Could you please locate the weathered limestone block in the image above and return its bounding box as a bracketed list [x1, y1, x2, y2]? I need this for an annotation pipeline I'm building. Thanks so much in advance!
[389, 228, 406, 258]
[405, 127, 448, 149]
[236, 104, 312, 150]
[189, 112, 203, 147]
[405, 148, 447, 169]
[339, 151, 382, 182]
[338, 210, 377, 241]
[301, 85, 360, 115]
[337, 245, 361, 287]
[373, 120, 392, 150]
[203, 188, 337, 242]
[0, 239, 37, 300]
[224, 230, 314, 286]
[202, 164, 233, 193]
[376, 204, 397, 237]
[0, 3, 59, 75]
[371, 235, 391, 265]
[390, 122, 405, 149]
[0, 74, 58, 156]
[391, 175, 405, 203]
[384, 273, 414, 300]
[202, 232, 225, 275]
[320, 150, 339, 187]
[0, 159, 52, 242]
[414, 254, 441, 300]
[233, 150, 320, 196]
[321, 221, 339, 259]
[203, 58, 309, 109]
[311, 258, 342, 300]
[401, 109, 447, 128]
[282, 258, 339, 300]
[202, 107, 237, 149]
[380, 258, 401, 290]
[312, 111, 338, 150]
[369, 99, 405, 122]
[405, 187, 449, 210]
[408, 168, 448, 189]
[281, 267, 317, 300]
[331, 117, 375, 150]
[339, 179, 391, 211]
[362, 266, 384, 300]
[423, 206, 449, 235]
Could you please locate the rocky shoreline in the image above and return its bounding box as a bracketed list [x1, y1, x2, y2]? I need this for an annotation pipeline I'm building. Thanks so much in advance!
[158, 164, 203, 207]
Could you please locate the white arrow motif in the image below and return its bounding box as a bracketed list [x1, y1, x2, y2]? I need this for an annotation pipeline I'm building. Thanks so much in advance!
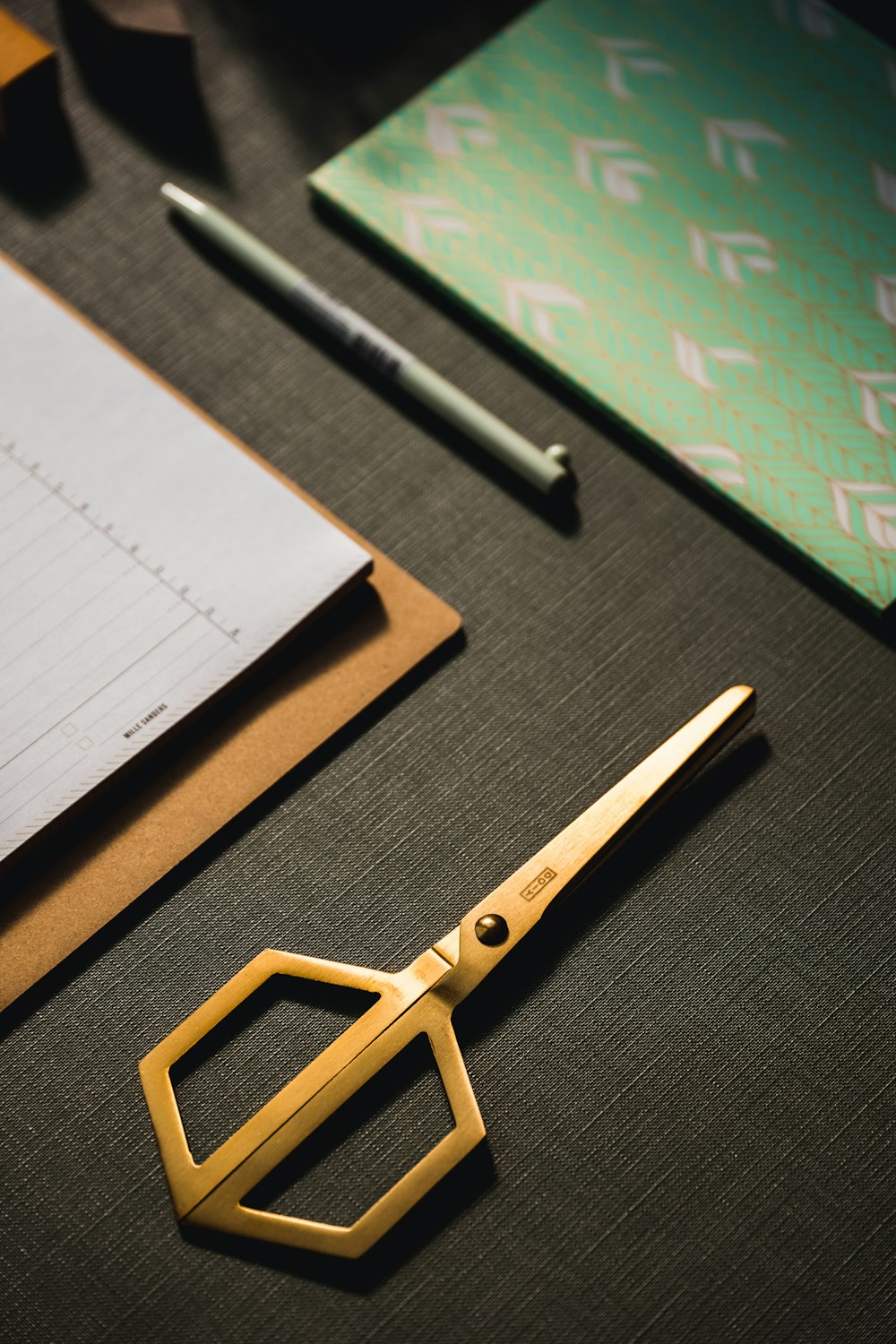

§

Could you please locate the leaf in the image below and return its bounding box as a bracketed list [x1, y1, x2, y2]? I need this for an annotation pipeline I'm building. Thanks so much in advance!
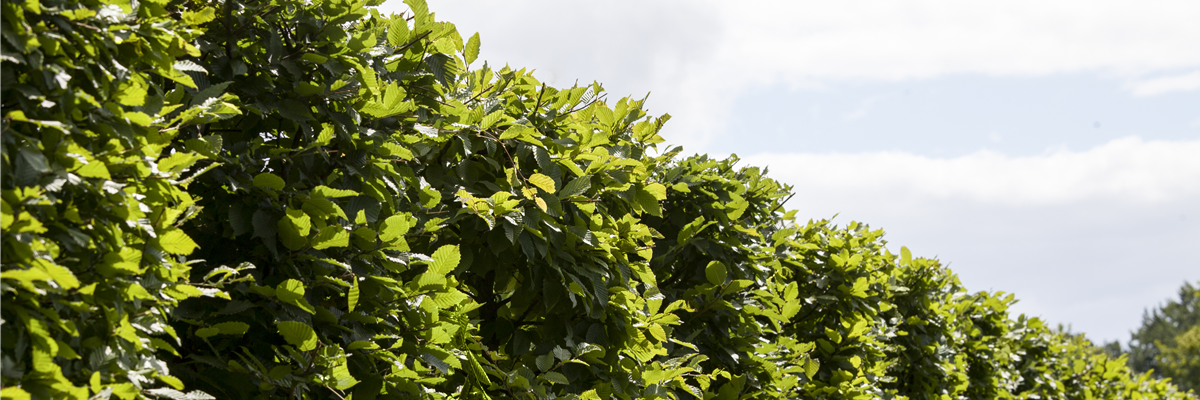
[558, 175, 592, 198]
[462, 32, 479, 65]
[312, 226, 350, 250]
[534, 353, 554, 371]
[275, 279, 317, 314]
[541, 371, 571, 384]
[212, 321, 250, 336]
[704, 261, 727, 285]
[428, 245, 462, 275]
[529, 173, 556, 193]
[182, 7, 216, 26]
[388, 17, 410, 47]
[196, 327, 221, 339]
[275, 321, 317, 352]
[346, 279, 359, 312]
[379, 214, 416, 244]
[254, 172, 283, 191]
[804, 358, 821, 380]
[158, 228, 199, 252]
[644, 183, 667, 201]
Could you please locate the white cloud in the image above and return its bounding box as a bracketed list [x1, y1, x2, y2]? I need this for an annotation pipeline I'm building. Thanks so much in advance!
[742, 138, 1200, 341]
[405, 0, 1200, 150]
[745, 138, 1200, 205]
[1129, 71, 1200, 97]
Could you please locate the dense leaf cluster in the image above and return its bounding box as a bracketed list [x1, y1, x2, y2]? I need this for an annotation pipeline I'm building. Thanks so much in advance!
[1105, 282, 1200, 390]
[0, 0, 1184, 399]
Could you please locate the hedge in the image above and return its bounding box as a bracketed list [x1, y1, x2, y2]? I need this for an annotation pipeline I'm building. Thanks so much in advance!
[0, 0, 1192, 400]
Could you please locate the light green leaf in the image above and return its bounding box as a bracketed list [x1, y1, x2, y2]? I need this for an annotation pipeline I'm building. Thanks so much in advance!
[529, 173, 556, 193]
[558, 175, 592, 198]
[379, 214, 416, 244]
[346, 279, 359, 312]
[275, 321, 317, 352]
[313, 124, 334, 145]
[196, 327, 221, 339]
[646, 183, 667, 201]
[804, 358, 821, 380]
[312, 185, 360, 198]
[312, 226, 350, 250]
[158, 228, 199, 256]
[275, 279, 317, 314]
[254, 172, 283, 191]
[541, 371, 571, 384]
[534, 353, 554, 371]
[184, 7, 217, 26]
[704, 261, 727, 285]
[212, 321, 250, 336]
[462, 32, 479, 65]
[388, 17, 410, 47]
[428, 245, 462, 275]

§

• **TASK DESCRIPTION**: Rewrite the records from the line with "Could you please locate the leaf" to the line with "[0, 0, 1192, 400]", putting "gray cloud" in place of "white cloud" and keeping everything else the same. Leave the pictures out.

• **TASK RESPONSE**:
Could you please locate the leaf in the image below and return its bounding box as a bracketed list [x1, y1, x2, y2]? I need this for an annotation pipeline I'm building. Thanks so much in advance!
[558, 175, 592, 198]
[462, 32, 479, 65]
[312, 226, 350, 250]
[534, 353, 554, 371]
[275, 279, 317, 314]
[541, 371, 571, 384]
[212, 321, 250, 336]
[704, 261, 727, 285]
[428, 245, 462, 275]
[529, 173, 556, 193]
[182, 7, 216, 26]
[388, 17, 410, 47]
[196, 327, 221, 339]
[275, 321, 317, 352]
[346, 279, 359, 312]
[379, 214, 416, 244]
[254, 172, 283, 191]
[804, 358, 821, 380]
[158, 228, 199, 252]
[644, 183, 667, 201]
Could you please locate the gray cloud in the image above and return its bounding box as a bracketed list [x1, y1, x2, y2]? I need this for an annotation pipeline I'm building. Thanks so much in advance!
[742, 138, 1200, 341]
[405, 0, 1200, 150]
[745, 138, 1200, 205]
[1129, 71, 1200, 97]
Could you please locate the dense leaf cluster in the image above and return its bounding box as a bracketed list [x1, y1, x2, y2]? I need this for an annotation pipeline I'm building. Thanks so much in advance!
[1105, 282, 1200, 390]
[0, 0, 1184, 399]
Could you please locate the hedge in the image above and return its bounding box as a bracketed list [x1, y1, x2, y2]? I need this for an annotation pipeline I'm building. Thanks so much in advance!
[0, 0, 1192, 400]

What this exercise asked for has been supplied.